_Task directions_.
The reply should contain every entry exactly as given, with no pictures in it.

_Input data_.

====

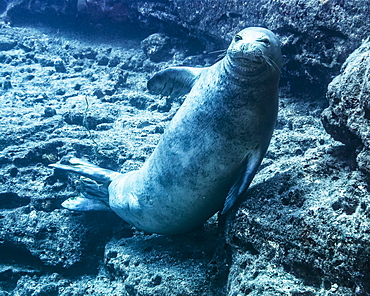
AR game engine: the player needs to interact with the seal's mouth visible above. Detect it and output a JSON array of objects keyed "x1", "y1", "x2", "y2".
[
  {"x1": 235, "y1": 56, "x2": 263, "y2": 64},
  {"x1": 230, "y1": 50, "x2": 280, "y2": 73},
  {"x1": 232, "y1": 53, "x2": 265, "y2": 71}
]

====

_Your response_.
AR game engine: the player needs to interact with the seal's mouth visible above. Detect it and output a JSON array of objects keyed "x1", "y1", "x2", "y2".
[
  {"x1": 235, "y1": 56, "x2": 263, "y2": 64},
  {"x1": 230, "y1": 50, "x2": 280, "y2": 73},
  {"x1": 232, "y1": 53, "x2": 265, "y2": 71}
]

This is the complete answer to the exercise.